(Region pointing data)
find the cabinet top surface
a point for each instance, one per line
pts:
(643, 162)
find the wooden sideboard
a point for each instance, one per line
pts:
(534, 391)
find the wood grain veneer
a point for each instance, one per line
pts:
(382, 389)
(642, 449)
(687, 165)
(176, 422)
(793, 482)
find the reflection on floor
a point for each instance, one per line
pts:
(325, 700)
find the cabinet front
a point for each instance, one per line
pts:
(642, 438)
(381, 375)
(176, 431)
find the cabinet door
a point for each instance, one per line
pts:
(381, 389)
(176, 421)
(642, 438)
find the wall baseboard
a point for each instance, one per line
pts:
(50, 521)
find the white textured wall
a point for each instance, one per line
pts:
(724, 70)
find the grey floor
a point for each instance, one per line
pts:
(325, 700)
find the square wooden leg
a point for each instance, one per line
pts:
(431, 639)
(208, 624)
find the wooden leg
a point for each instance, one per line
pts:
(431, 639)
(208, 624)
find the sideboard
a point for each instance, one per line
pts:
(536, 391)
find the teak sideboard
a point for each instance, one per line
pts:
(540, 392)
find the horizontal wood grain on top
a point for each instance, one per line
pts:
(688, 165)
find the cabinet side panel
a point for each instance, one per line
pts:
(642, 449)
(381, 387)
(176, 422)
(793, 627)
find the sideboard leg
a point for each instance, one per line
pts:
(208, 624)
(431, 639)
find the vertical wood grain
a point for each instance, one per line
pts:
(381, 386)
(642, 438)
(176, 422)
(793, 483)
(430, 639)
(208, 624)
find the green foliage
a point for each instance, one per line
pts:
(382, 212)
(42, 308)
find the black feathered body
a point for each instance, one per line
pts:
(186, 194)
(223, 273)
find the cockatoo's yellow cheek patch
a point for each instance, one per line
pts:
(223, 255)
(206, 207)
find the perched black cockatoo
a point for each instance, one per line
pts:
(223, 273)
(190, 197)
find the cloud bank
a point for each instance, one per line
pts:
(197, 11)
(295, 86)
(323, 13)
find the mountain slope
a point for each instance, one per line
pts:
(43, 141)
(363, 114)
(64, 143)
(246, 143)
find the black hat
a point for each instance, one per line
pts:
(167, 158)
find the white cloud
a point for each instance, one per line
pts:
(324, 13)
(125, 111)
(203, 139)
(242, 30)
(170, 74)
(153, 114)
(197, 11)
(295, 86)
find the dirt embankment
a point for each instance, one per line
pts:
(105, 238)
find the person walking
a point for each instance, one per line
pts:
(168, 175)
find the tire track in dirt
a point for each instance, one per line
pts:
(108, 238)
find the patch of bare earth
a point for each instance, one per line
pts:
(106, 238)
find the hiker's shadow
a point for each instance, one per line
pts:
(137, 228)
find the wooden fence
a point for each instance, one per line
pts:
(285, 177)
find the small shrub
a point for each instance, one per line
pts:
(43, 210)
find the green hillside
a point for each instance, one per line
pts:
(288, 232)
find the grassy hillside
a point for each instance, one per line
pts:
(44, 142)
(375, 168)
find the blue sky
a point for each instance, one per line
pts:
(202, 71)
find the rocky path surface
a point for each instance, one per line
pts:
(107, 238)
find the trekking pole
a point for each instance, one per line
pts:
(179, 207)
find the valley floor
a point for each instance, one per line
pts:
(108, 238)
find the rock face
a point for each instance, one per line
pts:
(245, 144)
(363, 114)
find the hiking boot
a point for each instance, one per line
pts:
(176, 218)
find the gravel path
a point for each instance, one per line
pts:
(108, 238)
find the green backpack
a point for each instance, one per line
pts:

Try it:
With the string "cockatoo" as the key, filter the data above and show the lines that match.

Response to this task:
find the cockatoo's yellow cheek patch
find the perched black cockatoo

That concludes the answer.